Copy out every record below, word for word.

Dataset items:

+ + + +

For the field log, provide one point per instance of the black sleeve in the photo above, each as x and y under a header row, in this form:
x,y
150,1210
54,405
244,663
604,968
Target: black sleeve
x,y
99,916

+ + + +

- _The result_:
For the field log, provide one point per instance of the black sleeve in the photo above, each as x and y under a header row, in this form:
x,y
150,1210
54,405
244,663
604,968
Target: black sleeve
x,y
99,916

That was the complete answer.